#M1 talks to / interviews
MARK HAMPTON
Mark Hampton has been in the hair game since the tender age of 17, when whilst studying for his A-levels, he decided to pursue his love of the art. Having trained under world renowned Vidal Sassoon, Mark has also been a long standing assistant to legendary hairstylist, Guido Palau. This allowed him to put his skills to practice at top fashion week shows such as Louis Vuitton, Mui Mui, Alexander McQueen, Prada and Dolce&Gabbana. With his own work also going from strength to strength, Mark works with artists including Kings of Leon, Daisy Lowe and La Roux, as well as on regular editorial shoots for the likes of Wallpaper, Grazia, i-D and Volt Magazine. With his career in full swing, and no sign of stopping any time soon, be sure to keep your eyes peeled for much more from this man.
Models 1: How did you get involved in working as a hair stylist?
Mark Hampton: I started working for Vidal Sassoon when I was 17, whilst studying for my A Levels in Wales. I’d always cut my own hair, but more for cost reasons, and to be a bit different. I trained there for 4 years, and was able to go travel to London, Beverley Hills, and Hong Kong which was great.
M1: Would you say you have a signature style, or does it vary?
MH: It’s really difficult actually because it depends on what you’re doing. For the shows I have been working with Guido (Palau) for five years now. When doing shows, sometimes you have to be able to manipulate your own style. Even for shoots, if I turn up to a job with the intention of doing a ponytail, and the clothes wouldn’t suit a ponytail, I have to be able to admit that what I was thinking isn’t necessarily the right thing. The photographer or stylist might have a very strict idea of what they want to do, perhaps it’s a very specific fashion story, and I need to be able to adapt.
Cutting-wise, I keep it quite classic. At Vidal Sassoon, I was trained to cut hair to perfection -if there were a few hairs out of place we would stay until it was just right. If you work technically, it’s quite easy to deconstruct, whereas if you work the other way and just make it messy and choppy it doesn’t grow out well. My clients hair last longer.
M1: You have assisted Guido for a long time now. How important do you think it is to assist an established artist, alongside doing your own work?
MH: It depends on where you want to go with your own career. I just work on the shows with Guido, and would never be able to do that with anybody else. So many successful hair and make-up artists have got where they are through who they’ve assisted, so it can definitely benefit your career. It’s a great way to build personal relationships with photographers, and people on set. Assisting someone could also have a negative effect on your career. I’ve known people who’ve said they’re going to work with someone for so long, and then leave after 2 years to do their own thing. They’ve become successful, but it’s really hard to have that longevity, because if your boss isn’t on your side you’re not going to do well for very long. At Vidal Sassoon, it is all about the technical aspect of the hair, but working on the shows, it’s all about styling. I learnt everything I know about styling hair through Guido, so for me that’s been amazing.
M1: What has been your most valuable lesson through assisting?

__What you are asked to do__
Please continue the Mark Hampton interview after its final line. The rows are not needed here.

__Supplied entries__
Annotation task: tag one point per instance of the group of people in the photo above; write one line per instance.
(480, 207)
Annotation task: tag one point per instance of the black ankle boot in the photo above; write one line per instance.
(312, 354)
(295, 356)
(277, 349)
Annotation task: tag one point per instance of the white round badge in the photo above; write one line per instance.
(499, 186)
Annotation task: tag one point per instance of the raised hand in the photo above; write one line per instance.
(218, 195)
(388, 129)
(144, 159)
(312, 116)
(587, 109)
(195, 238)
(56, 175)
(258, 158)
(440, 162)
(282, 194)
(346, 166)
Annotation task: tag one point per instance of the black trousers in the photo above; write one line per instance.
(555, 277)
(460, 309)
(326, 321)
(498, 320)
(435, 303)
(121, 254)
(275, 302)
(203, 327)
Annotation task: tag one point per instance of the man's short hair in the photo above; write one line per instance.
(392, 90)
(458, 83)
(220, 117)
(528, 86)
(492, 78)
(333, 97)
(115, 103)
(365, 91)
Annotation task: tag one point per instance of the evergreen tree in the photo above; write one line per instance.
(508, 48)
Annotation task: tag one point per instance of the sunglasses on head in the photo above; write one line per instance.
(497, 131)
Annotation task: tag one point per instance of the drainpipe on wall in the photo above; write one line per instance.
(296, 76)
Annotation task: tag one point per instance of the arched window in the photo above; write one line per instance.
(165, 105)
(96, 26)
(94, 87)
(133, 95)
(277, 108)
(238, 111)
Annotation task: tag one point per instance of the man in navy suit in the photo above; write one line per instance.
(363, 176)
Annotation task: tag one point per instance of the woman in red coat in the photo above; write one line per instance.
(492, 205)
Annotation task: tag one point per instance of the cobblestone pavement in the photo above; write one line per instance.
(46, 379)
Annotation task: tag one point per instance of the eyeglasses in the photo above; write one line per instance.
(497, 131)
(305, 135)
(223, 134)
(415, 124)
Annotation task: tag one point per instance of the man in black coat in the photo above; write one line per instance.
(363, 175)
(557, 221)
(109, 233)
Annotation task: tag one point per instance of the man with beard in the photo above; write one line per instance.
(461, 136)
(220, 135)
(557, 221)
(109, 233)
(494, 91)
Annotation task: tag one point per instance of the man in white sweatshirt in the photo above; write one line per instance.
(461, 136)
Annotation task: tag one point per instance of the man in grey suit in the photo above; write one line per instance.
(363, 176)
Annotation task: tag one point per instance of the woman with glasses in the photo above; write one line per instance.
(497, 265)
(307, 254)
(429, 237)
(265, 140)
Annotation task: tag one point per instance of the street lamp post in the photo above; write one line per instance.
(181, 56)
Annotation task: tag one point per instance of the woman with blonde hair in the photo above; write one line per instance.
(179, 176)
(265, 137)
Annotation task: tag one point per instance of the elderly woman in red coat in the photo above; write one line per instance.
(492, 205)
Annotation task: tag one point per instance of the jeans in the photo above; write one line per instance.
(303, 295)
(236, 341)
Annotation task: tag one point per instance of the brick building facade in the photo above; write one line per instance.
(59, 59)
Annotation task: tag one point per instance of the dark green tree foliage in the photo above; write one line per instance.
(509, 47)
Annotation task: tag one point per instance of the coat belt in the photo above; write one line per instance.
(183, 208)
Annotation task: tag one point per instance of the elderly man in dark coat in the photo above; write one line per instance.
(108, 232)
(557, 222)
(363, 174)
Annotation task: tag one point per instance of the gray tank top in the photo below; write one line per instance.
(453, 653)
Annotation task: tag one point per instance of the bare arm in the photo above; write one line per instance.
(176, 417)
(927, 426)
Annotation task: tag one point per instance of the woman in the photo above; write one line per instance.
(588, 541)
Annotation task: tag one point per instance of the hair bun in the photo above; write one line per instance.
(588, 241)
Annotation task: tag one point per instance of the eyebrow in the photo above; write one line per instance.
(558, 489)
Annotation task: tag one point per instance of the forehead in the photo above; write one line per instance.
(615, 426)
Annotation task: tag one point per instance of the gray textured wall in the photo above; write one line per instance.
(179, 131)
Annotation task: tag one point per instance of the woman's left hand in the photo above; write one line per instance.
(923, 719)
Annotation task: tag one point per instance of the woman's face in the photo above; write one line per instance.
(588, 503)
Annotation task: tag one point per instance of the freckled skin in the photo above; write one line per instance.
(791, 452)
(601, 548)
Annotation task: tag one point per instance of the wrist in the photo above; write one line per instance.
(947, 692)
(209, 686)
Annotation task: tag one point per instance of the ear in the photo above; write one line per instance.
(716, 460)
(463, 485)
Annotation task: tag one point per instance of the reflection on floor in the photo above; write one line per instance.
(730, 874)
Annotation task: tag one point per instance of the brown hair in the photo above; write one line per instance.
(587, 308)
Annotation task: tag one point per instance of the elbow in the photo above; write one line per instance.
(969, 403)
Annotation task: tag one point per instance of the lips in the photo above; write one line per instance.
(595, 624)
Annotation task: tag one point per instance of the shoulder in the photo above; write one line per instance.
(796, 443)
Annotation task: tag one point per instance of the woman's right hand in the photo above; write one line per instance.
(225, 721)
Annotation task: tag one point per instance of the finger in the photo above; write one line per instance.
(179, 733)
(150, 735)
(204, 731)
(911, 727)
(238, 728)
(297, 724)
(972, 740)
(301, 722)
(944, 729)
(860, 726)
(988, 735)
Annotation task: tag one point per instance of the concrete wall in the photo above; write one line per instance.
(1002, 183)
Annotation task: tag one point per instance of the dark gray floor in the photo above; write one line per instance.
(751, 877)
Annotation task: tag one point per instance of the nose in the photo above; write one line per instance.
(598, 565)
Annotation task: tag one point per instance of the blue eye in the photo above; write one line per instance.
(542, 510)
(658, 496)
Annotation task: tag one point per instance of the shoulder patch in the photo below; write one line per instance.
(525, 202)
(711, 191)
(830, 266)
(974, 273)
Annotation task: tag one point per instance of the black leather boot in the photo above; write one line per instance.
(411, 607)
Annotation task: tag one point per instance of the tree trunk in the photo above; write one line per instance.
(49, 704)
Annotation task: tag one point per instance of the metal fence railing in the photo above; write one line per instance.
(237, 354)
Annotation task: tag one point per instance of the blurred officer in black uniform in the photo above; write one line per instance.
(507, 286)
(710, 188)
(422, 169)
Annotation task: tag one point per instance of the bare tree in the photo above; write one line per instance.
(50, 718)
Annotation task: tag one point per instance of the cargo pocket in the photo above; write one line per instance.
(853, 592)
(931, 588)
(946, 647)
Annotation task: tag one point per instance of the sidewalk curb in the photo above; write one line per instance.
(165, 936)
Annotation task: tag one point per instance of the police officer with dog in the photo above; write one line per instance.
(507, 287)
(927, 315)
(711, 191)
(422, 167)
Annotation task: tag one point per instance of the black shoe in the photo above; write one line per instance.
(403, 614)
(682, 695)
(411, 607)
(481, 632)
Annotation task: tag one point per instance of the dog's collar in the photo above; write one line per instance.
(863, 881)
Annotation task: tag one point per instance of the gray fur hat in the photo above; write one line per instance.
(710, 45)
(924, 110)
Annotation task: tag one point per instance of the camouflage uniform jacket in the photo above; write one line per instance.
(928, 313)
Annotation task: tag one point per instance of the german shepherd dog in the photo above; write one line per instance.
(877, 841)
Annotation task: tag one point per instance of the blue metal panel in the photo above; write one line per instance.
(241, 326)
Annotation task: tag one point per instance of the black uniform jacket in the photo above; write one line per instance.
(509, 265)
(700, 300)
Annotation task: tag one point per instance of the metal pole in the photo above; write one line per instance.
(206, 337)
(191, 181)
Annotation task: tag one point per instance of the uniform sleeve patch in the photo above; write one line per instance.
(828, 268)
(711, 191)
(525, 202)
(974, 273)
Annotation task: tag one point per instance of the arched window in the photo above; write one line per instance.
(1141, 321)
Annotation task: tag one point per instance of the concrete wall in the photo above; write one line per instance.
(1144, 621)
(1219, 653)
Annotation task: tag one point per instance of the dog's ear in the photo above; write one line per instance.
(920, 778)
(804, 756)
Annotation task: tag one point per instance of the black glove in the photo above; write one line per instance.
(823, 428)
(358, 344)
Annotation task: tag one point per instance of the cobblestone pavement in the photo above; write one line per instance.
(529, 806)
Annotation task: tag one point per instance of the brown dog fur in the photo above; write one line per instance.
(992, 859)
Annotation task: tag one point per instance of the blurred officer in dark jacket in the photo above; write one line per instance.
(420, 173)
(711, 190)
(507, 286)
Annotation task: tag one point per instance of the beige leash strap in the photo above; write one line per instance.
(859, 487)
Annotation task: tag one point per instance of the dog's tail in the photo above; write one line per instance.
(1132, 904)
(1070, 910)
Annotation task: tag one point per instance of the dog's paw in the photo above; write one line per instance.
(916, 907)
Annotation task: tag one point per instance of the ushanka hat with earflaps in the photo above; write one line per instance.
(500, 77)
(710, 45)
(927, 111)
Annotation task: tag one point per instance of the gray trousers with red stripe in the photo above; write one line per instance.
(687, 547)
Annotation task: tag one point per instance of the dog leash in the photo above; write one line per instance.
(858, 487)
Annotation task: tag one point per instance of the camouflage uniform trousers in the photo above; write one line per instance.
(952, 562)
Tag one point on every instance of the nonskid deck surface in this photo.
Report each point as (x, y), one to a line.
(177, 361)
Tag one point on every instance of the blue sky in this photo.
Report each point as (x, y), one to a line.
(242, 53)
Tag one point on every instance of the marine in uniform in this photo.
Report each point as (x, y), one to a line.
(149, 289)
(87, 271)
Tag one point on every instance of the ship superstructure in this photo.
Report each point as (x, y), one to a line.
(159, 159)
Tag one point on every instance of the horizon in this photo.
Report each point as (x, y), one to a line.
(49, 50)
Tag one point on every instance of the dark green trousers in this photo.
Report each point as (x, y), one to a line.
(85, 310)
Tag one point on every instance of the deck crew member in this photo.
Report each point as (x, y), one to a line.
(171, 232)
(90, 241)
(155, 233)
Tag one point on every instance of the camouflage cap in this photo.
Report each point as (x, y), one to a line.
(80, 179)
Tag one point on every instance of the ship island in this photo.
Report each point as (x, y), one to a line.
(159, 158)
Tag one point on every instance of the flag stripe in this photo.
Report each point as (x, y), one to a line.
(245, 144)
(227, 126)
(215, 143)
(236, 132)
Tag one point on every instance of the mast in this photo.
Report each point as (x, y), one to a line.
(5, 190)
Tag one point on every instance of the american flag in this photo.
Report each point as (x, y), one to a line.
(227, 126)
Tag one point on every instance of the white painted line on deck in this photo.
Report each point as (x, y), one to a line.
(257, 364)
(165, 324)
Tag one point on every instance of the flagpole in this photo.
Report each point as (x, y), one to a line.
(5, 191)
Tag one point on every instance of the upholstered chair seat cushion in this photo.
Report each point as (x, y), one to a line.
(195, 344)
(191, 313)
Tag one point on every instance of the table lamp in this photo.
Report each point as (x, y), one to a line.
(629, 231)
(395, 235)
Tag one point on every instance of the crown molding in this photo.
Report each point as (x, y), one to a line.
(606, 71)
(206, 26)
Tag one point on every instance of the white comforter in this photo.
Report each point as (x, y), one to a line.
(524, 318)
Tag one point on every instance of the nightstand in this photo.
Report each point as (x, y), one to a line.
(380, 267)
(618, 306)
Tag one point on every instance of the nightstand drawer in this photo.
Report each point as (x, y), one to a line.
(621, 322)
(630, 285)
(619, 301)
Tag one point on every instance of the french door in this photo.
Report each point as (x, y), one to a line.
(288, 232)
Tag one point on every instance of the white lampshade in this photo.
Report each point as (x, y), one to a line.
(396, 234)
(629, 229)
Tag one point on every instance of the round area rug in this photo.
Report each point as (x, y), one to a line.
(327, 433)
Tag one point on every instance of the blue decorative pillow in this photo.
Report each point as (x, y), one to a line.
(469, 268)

__Exercise response__
MH: I’d have to say, to concentrate on my career. I started really young, so I grew up quickly, and then came back again, having fun, going to all the parties. Now my focus is my work, and I’ve learnt that you can’t take anything for granted, or have an ego. I work with some of the most influential people in fashion, and they are often the most down to earth. Humility is important, as is practice. Everyone expects stylists to be amazing, but all the really big hairdressers I know practice at home.
M1: It must be exciting, working on the hair for some of the top designer’s shows during fashion week, but I can also imagine, pretty stressful!
MH: I have been working with Guido for 2 or 3 months a year for 6 years now, during fashion week. This year we were doing 51 shows in a month. You know it’s going to be pretty stressful, so you prepare for it. Louis Vuitton always has the biggest amount of models- 60 or 70 girls- and it is always on the last day with Mui Mui and Lanvin. Two seasons ago, the reference was 70’s, so all the models were in afros. For this we had to hand-stitch 5 wigs together to make each one, so 350 wigs over 2 days! At the same time we were making fins out of wire for the Alexander McQueen show. That was the hardest season, every spare minute outside of working was spent sewing wigs and doughnuts. But now that hair style is synonymous with one of McQueen’s biggest shows, which is amazing.
Doing a perfect haircut at 4 in the morning when you’ve had four hours sleep isn’t easy, but you have no choice. It’s your opportunity to do your thing, and show everyone what you can do.
M1: As well as fashion, you have done an impressive amount work within the music industry, from the likes of Kings of Leon to Kate Nash. Is this something you would like to do more of?
MH: I’ve done a lot of music work, but this isn’t really something I want to pursue. How I got into it was all a bit of luck, I met a girl called Kinga who was doing a lot of music videos, and went on to work as her hairdresser on set for people like Kate Nash, Mystery Jets, The Teenagers, Calvin Harris and La Roux. I always got on well with the artists, and they would ask me to do other stuff afterwards. When Lady Hawk was first coming onto the scene I cut her hair, and have been doing it ever since. Fashion takes longer to get into. You have to have the portfolio to get the work, so it’s a bit of a catch 22. Whilst I was building mine I was always doing tests and assisting.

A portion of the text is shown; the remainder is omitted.